Explain and Label Functions¶
Learn how to use the two main functions in StringSight for analyzing model behavior.
Core Functions¶
StringSight provides two primary functions:
explain(): Discovers behavioral patterns through clusteringlabel(): Classifies behavior using predefined taxonomies
Both functions analyze conversation data and return clustered results with model statistics.
The explain() Function¶
The explain() function automatically discovers behavioral patterns in model responses through property extraction and clustering.
Basic Usage¶
import pandas as pd
from stringsight import explain
# Load your conversation data
df = pd.read_csv("model_conversations.csv")
# Single model analysis: Understand what behavioral patterns a model exhibits
clustered_df, model_stats = explain(
df,
method="single_model",
min_cluster_size=10, # Minimum conversations per behavior cluster
output_dir="results/" # Saves all analysis files here
)
# This will: 1) Extract behavioral properties from each response
# 2) Group similar behaviors into clusters
# 3) Calculate performance metrics per cluster
# 4) Save comprehensive results
# Side-by-side comparison: Compare two models to find behavioral differences
clustered_df, model_stats = explain(
df,
method="side_by_side",
min_cluster_size=30, # Larger datasets need bigger clusters
output_dir="results/"
)
# This will: 1) Find behavioral differences between model pairs
# 2) Cluster similar difference patterns
# 3) Show which model excels at which behaviors
# 4) Provide statistical significance testing
One this is run, your results will appear in the results folder, which you can upload to the UI to visualize!

• _RAW DATA_
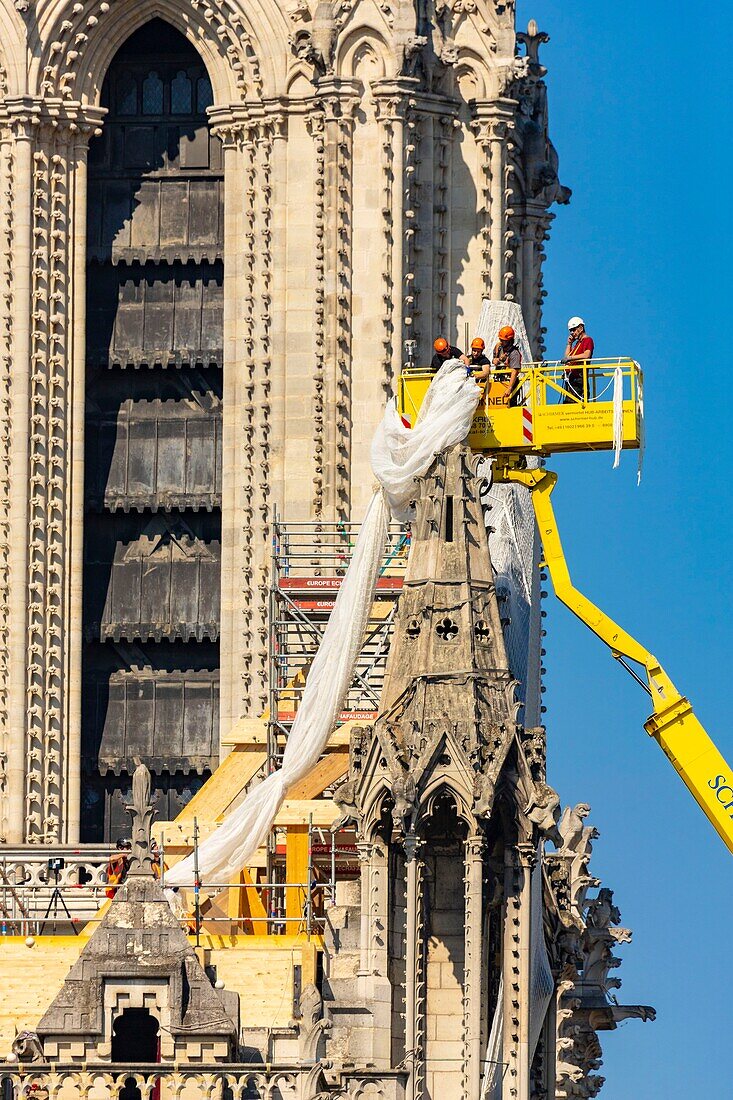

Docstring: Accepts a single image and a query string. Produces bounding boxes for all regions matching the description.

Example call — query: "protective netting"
[166,360,479,887]
[477,300,540,727]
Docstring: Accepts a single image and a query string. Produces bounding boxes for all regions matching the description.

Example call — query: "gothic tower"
[0,0,568,843]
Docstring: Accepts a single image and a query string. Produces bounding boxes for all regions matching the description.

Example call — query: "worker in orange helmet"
[493,325,522,405]
[430,337,463,371]
[461,337,491,383]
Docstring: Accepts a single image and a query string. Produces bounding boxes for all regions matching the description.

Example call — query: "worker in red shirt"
[562,317,595,405]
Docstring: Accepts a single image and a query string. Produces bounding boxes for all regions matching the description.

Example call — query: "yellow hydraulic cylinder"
[493,454,733,851]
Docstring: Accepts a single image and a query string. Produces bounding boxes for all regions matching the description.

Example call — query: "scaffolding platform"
[267,514,409,767]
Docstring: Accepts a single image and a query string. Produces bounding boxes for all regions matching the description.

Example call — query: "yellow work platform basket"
[397,359,643,454]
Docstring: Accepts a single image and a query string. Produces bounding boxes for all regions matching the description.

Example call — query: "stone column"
[357,840,373,978]
[267,102,288,509]
[211,110,246,736]
[210,107,277,721]
[65,118,101,844]
[405,834,425,1100]
[515,843,536,1100]
[0,118,15,843]
[473,100,514,298]
[313,77,360,523]
[6,103,41,844]
[463,835,485,1100]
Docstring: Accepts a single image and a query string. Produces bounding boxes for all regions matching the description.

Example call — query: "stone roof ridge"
[37,766,237,1037]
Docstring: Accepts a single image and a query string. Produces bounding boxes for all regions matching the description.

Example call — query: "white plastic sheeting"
[477,300,540,727]
[166,360,479,887]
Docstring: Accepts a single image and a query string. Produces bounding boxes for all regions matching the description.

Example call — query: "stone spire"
[125,763,154,876]
[354,447,530,825]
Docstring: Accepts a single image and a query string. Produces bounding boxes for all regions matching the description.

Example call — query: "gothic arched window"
[171,70,192,114]
[196,76,214,111]
[143,69,163,114]
[117,73,138,114]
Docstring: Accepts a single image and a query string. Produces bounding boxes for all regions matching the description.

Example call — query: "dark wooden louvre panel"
[88,261,223,366]
[91,672,219,774]
[81,20,223,839]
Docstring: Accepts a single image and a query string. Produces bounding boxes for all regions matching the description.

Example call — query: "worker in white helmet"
[562,317,595,405]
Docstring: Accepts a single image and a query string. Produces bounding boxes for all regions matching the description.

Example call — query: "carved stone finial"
[516,19,549,77]
[125,763,153,876]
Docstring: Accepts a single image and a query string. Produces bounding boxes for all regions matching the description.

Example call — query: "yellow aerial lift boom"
[397,360,733,851]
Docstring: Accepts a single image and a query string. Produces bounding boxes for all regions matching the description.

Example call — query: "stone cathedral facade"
[0,0,568,844]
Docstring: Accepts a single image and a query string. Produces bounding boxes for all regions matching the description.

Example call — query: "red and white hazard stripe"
[522,408,535,443]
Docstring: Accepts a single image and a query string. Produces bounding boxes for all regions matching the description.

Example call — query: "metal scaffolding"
[267,513,409,768]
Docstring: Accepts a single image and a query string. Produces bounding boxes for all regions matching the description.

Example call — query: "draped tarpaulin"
[165,360,479,887]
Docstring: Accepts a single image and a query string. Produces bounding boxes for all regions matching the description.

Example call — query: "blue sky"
[517,0,733,1100]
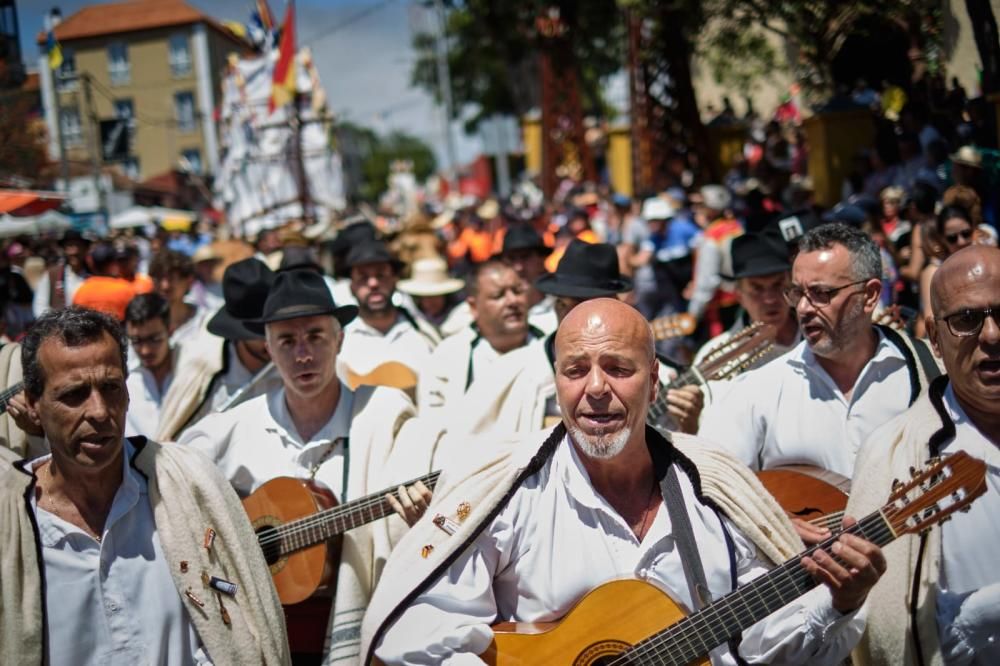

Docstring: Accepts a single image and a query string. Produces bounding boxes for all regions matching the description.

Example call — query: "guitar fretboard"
[260,472,441,557]
[0,382,24,414]
[610,512,896,666]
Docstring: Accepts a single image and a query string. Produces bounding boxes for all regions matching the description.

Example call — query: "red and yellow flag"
[267,2,295,114]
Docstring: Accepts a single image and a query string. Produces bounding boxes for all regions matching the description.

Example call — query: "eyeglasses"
[941,306,1000,338]
[944,229,972,245]
[128,333,167,347]
[784,279,868,308]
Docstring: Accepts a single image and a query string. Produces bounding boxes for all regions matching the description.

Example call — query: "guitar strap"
[660,465,746,665]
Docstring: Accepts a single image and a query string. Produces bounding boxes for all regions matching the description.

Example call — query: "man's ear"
[924,315,941,358]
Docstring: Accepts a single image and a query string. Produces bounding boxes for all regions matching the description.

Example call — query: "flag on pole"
[267,1,295,114]
[45,28,62,69]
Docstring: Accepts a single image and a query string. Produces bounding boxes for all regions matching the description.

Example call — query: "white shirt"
[937,384,1000,666]
[698,331,910,478]
[125,349,177,439]
[29,442,209,666]
[337,313,434,379]
[31,266,87,317]
[179,384,354,499]
[376,438,864,665]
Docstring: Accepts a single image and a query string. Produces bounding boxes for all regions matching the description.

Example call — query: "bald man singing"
[362,298,884,664]
[848,245,1000,665]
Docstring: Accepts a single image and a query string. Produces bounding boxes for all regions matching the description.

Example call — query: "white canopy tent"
[0,210,73,238]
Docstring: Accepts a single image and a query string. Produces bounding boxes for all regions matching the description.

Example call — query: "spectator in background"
[149,250,208,345]
[688,185,743,337]
[125,293,176,439]
[31,229,90,317]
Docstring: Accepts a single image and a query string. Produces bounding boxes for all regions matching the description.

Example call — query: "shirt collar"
[265,380,354,447]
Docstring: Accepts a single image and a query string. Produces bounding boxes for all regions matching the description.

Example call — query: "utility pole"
[80,72,110,224]
[434,0,457,185]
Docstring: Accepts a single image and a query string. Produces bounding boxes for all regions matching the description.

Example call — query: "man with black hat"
[452,239,702,433]
[694,233,802,367]
[156,257,281,442]
[498,223,559,334]
[338,241,438,392]
[180,270,430,661]
[31,229,90,317]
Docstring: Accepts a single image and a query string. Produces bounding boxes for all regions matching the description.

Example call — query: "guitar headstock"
[649,312,698,340]
[882,451,986,536]
[698,322,778,380]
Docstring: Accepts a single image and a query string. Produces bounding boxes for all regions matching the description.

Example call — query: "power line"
[301,0,395,46]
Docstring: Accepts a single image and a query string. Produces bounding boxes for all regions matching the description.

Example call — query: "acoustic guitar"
[646,322,778,426]
[0,382,24,415]
[649,312,698,340]
[757,465,851,531]
[243,472,441,604]
[481,452,986,666]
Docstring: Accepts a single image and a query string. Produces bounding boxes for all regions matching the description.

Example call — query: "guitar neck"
[0,382,24,415]
[276,471,441,557]
[615,511,896,664]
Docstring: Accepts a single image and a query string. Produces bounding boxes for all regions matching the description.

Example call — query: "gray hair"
[798,222,882,280]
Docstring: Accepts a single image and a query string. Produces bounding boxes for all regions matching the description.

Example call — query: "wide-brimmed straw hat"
[396,257,465,296]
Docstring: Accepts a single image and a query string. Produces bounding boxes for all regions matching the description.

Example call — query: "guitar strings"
[609,513,895,665]
[610,509,898,665]
[258,471,441,546]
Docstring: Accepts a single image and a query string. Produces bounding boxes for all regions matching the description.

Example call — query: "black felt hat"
[208,257,274,340]
[344,240,403,273]
[245,268,358,333]
[535,239,632,298]
[498,223,552,257]
[722,233,792,280]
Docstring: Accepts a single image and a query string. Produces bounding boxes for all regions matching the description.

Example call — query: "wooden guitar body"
[481,580,709,666]
[243,477,340,604]
[757,465,851,520]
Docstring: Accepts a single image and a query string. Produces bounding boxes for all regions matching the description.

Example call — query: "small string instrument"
[243,472,441,604]
[0,382,24,415]
[649,312,698,340]
[481,452,986,666]
[646,322,778,425]
[757,465,851,531]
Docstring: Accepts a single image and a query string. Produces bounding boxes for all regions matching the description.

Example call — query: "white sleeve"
[31,270,50,318]
[688,239,722,319]
[937,583,1000,666]
[375,517,507,666]
[698,371,766,470]
[733,530,867,666]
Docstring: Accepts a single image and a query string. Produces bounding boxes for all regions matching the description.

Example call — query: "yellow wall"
[60,25,237,179]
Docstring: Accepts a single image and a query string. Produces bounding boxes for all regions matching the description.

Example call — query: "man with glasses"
[699,223,937,477]
[847,246,1000,665]
[125,293,176,439]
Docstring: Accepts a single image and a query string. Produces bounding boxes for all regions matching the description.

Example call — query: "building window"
[59,106,83,146]
[56,46,77,91]
[108,42,132,86]
[170,32,191,77]
[174,92,194,132]
[181,148,201,173]
[121,157,142,181]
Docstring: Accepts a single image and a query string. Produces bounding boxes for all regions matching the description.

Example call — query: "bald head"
[555,298,656,362]
[931,245,1000,317]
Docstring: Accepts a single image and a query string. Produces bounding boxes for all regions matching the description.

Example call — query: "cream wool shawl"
[847,376,955,666]
[0,438,289,665]
[362,424,804,663]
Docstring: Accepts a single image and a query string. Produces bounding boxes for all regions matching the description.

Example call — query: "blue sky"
[17,0,481,165]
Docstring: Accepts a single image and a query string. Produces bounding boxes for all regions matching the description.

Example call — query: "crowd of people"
[0,100,1000,664]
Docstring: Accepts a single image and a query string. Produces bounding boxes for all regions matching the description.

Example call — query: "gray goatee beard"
[566,425,632,460]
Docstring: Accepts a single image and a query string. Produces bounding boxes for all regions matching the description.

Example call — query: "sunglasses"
[942,306,1000,338]
[944,229,972,245]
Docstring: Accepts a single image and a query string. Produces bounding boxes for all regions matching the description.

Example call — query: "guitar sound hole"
[257,525,281,566]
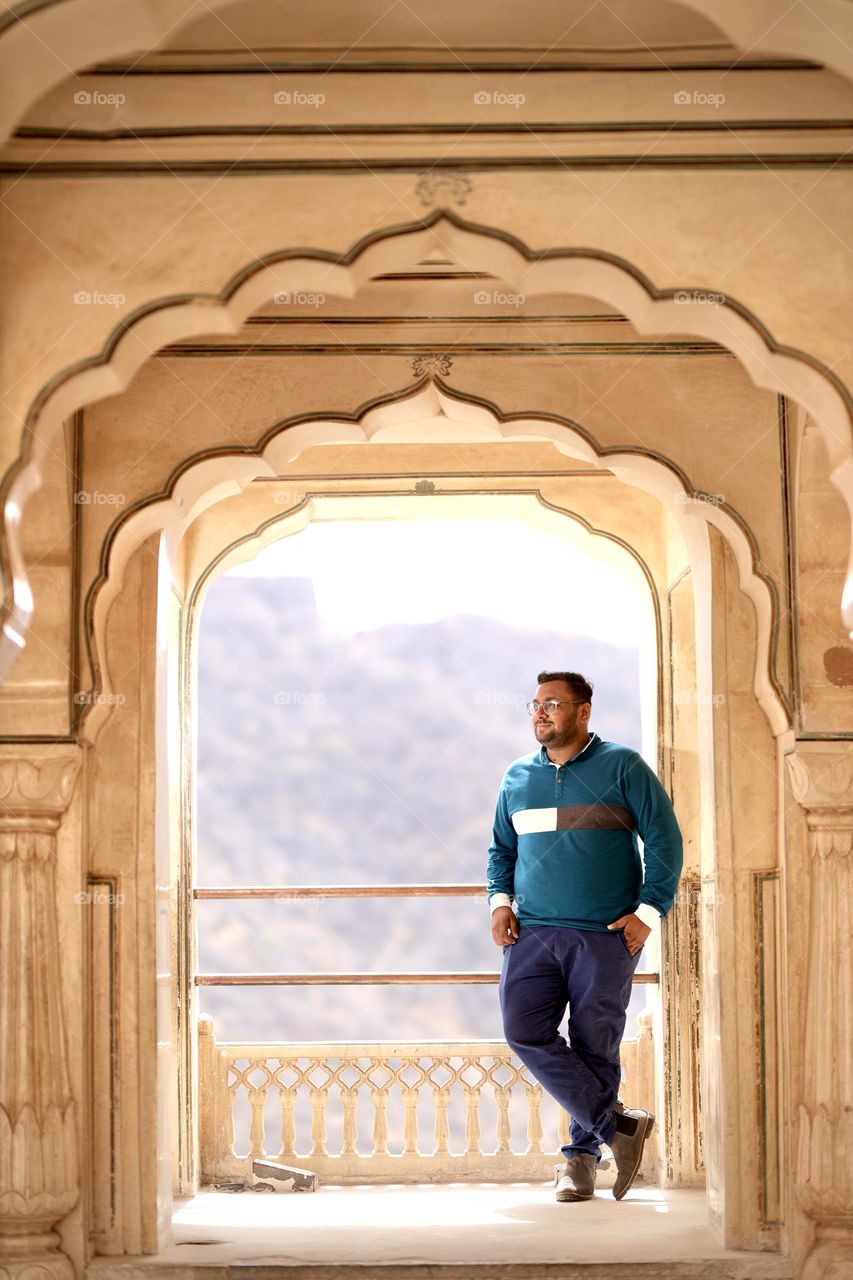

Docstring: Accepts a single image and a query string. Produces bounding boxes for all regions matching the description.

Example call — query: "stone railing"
[199,1012,657,1187]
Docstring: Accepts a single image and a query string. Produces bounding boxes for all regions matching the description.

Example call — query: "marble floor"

• _ACTION ITEM_
Summarize the StringSight page above in two sentences.

• _SOLUTION BELOW_
StringSight offers two main functions for analyzing model behavior: explain(), which discovers behavioral patterns through clustering, and label(), which classifies behavior using predefined taxonomies, and both return clustered results with model statistics. The explain() function can study a single model's behavioral patterns or compare two models side by side to find their differences, and it saves its results to a folder that can be uploaded to the UI for visualization.